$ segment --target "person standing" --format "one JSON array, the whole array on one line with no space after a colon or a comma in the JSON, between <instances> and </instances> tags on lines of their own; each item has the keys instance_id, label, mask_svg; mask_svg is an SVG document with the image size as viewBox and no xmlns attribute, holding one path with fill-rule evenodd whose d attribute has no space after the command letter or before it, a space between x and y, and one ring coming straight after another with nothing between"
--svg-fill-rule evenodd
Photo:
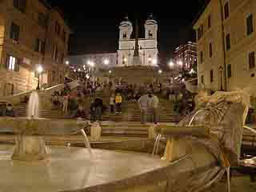
<instances>
[{"instance_id":1,"label":"person standing","mask_svg":"<svg viewBox=\"0 0 256 192\"><path fill-rule=\"evenodd\" d=\"M80 118L80 119L86 119L87 118L87 114L86 114L86 110L83 109L82 105L78 106L78 108L76 113L73 115L73 118Z\"/></svg>"},{"instance_id":2,"label":"person standing","mask_svg":"<svg viewBox=\"0 0 256 192\"><path fill-rule=\"evenodd\" d=\"M63 96L63 107L62 107L62 110L64 113L67 113L67 104L69 102L69 95L67 94L66 94Z\"/></svg>"},{"instance_id":3,"label":"person standing","mask_svg":"<svg viewBox=\"0 0 256 192\"><path fill-rule=\"evenodd\" d=\"M156 95L154 95L151 92L148 94L148 97L149 97L148 106L153 113L154 123L158 124L157 110L158 107L159 99Z\"/></svg>"},{"instance_id":4,"label":"person standing","mask_svg":"<svg viewBox=\"0 0 256 192\"><path fill-rule=\"evenodd\" d=\"M141 122L145 124L146 122L146 112L148 108L149 97L144 94L138 100L138 107L141 110Z\"/></svg>"},{"instance_id":5,"label":"person standing","mask_svg":"<svg viewBox=\"0 0 256 192\"><path fill-rule=\"evenodd\" d=\"M120 93L118 93L117 96L115 97L115 103L117 107L116 114L122 114L122 96Z\"/></svg>"},{"instance_id":6,"label":"person standing","mask_svg":"<svg viewBox=\"0 0 256 192\"><path fill-rule=\"evenodd\" d=\"M94 100L95 106L95 118L96 121L102 121L102 108L103 108L103 101L102 98L96 98Z\"/></svg>"},{"instance_id":7,"label":"person standing","mask_svg":"<svg viewBox=\"0 0 256 192\"><path fill-rule=\"evenodd\" d=\"M14 110L12 104L8 103L6 105L6 109L4 109L2 111L2 116L12 117L12 118L17 117L16 112Z\"/></svg>"},{"instance_id":8,"label":"person standing","mask_svg":"<svg viewBox=\"0 0 256 192\"><path fill-rule=\"evenodd\" d=\"M110 96L110 113L112 113L112 114L114 113L114 101L115 101L114 94L112 94Z\"/></svg>"},{"instance_id":9,"label":"person standing","mask_svg":"<svg viewBox=\"0 0 256 192\"><path fill-rule=\"evenodd\" d=\"M75 95L73 95L70 99L70 110L71 116L74 116L78 110L78 100Z\"/></svg>"},{"instance_id":10,"label":"person standing","mask_svg":"<svg viewBox=\"0 0 256 192\"><path fill-rule=\"evenodd\" d=\"M90 121L95 122L95 102L94 98L91 100L90 105Z\"/></svg>"}]
</instances>

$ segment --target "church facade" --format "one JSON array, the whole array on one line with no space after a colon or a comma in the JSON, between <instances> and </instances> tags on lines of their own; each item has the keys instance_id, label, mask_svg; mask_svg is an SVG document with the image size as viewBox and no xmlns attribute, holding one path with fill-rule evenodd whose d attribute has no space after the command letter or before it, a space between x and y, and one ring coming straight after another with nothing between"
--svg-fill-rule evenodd
<instances>
[{"instance_id":1,"label":"church facade","mask_svg":"<svg viewBox=\"0 0 256 192\"><path fill-rule=\"evenodd\" d=\"M131 38L133 24L126 17L119 26L119 47L117 66L158 66L158 22L152 16L146 21L145 38L138 38L139 64L134 63L136 39Z\"/></svg>"}]
</instances>

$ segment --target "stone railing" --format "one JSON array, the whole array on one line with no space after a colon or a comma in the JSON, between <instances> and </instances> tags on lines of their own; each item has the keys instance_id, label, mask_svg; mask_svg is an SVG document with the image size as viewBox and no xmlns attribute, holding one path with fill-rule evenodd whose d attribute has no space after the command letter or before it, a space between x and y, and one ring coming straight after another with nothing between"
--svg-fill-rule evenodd
<instances>
[{"instance_id":1,"label":"stone railing","mask_svg":"<svg viewBox=\"0 0 256 192\"><path fill-rule=\"evenodd\" d=\"M78 82L77 80L74 80L70 82L68 85L70 86L71 90L74 90L78 86ZM55 91L62 90L63 89L64 89L64 84L58 84L58 85L49 87L47 89L45 89L43 90L38 90L38 94L40 96L41 101L42 102L42 106L44 108L46 106L50 107L51 95ZM2 97L0 98L0 102L2 103L10 102L13 105L18 105L24 100L26 96L29 98L32 91L33 90L30 90L30 91L23 92L21 94L14 94L14 95Z\"/></svg>"}]
</instances>

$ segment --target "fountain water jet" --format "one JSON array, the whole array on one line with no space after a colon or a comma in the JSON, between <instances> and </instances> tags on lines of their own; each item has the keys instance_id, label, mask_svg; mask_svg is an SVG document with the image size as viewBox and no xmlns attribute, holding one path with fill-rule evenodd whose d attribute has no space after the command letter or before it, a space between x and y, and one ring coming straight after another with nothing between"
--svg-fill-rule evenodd
<instances>
[{"instance_id":1,"label":"fountain water jet","mask_svg":"<svg viewBox=\"0 0 256 192\"><path fill-rule=\"evenodd\" d=\"M37 91L33 91L30 97L27 108L28 118L39 118L39 97Z\"/></svg>"}]
</instances>

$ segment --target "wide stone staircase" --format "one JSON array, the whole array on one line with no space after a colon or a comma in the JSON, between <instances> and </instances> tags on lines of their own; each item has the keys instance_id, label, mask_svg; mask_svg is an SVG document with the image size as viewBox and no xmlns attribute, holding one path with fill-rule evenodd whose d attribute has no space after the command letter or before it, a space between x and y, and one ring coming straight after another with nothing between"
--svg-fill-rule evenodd
<instances>
[{"instance_id":1,"label":"wide stone staircase","mask_svg":"<svg viewBox=\"0 0 256 192\"><path fill-rule=\"evenodd\" d=\"M16 112L18 117L26 117L26 104L19 104L15 107ZM59 109L53 109L53 110L39 110L39 118L70 118L70 116L68 114L64 114L62 110Z\"/></svg>"},{"instance_id":2,"label":"wide stone staircase","mask_svg":"<svg viewBox=\"0 0 256 192\"><path fill-rule=\"evenodd\" d=\"M150 111L148 112L148 121L150 121ZM116 114L110 113L110 110L104 114L103 121L115 122L140 122L141 111L136 102L128 102L125 101L122 104L122 114ZM174 114L171 110L171 104L160 99L159 107L158 109L158 118L159 122L177 122L180 118L178 115Z\"/></svg>"}]
</instances>

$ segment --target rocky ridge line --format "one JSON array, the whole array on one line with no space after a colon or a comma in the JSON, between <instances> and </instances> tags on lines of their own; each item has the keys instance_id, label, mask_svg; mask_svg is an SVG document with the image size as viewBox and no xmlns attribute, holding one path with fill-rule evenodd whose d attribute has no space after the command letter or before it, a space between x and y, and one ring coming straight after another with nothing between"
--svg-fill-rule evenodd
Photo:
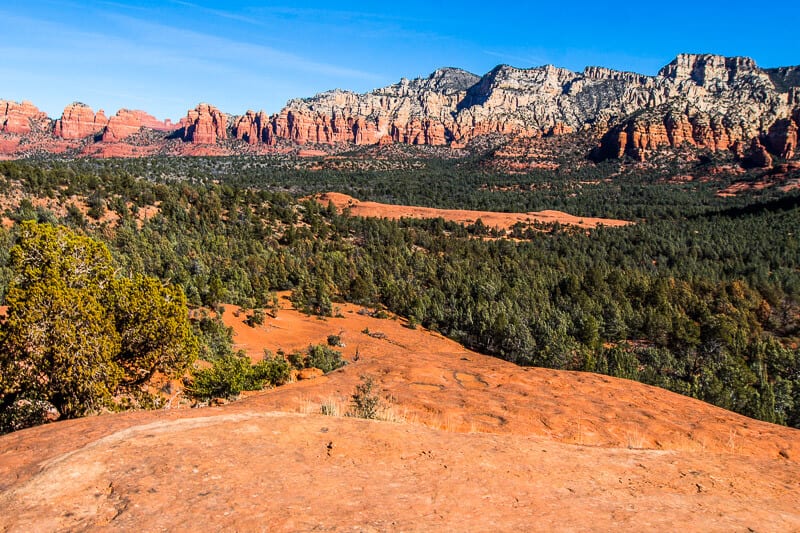
<instances>
[{"instance_id":1,"label":"rocky ridge line","mask_svg":"<svg viewBox=\"0 0 800 533\"><path fill-rule=\"evenodd\" d=\"M0 101L0 133L24 137L46 130L47 120L30 103ZM120 110L107 119L102 110L74 103L51 131L63 140L120 143L141 128L171 131L169 137L192 145L236 139L254 148L283 141L461 148L484 135L588 131L598 138L600 158L644 160L662 147L688 145L769 164L797 152L800 67L762 69L749 58L682 54L656 76L602 67L577 73L550 65L500 65L478 77L443 68L364 94L337 89L290 100L271 116L229 116L200 104L177 125L143 111ZM9 139L10 146L21 144Z\"/></svg>"}]
</instances>

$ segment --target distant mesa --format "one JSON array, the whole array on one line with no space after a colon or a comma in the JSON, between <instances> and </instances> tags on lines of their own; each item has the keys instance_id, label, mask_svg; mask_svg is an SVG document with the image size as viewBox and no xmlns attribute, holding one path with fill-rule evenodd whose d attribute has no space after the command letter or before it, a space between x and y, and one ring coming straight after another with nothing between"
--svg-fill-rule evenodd
<instances>
[{"instance_id":1,"label":"distant mesa","mask_svg":"<svg viewBox=\"0 0 800 533\"><path fill-rule=\"evenodd\" d=\"M396 143L463 148L487 135L581 132L596 138L596 159L644 161L662 148L683 146L730 151L747 164L768 166L797 155L800 67L762 69L746 57L681 54L656 76L552 65L500 65L483 76L442 68L363 94L333 90L293 99L273 115L229 116L202 103L178 124L127 109L109 119L78 102L51 121L30 102L0 101L0 133L42 134L36 143L8 137L2 146L16 147L3 148L10 155L24 156L19 151L31 147L48 151L48 124L51 139L79 141L53 146L92 154L141 151L83 145L149 143L148 153L187 155L268 153L279 144L327 145L328 151ZM133 138L140 131L160 135Z\"/></svg>"}]
</instances>

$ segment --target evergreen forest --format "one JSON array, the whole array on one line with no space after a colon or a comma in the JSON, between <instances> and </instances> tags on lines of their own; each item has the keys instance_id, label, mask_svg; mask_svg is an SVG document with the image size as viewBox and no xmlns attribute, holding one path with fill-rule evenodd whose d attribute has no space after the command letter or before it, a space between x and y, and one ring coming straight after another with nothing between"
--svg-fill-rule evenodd
<instances>
[{"instance_id":1,"label":"evergreen forest","mask_svg":"<svg viewBox=\"0 0 800 533\"><path fill-rule=\"evenodd\" d=\"M800 192L722 197L721 188L758 176L677 173L604 162L503 174L472 159L348 171L249 157L0 162L14 221L0 230L0 298L19 298L12 249L36 221L103 243L116 283L180 288L174 298L190 307L265 308L285 290L322 316L353 302L519 365L638 380L800 428ZM482 224L359 218L311 199L329 191L634 224L520 225L498 238ZM107 342L124 339L101 310L93 316ZM188 349L208 351L210 340L187 340L171 320ZM155 368L128 366L114 379Z\"/></svg>"}]
</instances>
========================
## What is required
From the line with "segment --target evergreen" to the last line of the material, give every line again exactly, and only those lines.

## The result
$ segment --target evergreen forest --format "one JSON array, the whole array on one line with no space after a colon or a comma in the JSON, between <instances> and </instances> tags on lines of their own; each item has the keys instance_id, label, mask_svg; mask_svg is an SVG document with the image size as viewBox and no xmlns attribute, holding one path with fill-rule evenodd whose d attribute has no space after the command letter or before it, a space between x and y, and one ring coming straight after another with nothing between"
--svg-fill-rule evenodd
<instances>
[{"instance_id":1,"label":"evergreen forest","mask_svg":"<svg viewBox=\"0 0 800 533\"><path fill-rule=\"evenodd\" d=\"M800 192L722 197L721 188L758 176L677 173L604 162L503 174L472 159L348 171L249 157L0 162L14 221L0 230L0 298L19 298L12 249L36 221L103 243L116 283L180 288L174 298L190 307L265 308L285 290L322 316L353 302L519 365L638 380L800 428ZM482 224L359 218L311 199L329 191L634 224L520 225L498 238ZM107 342L124 339L101 310L93 316ZM188 349L208 351L210 340L187 340L171 320ZM155 368L128 366L114 379Z\"/></svg>"}]
</instances>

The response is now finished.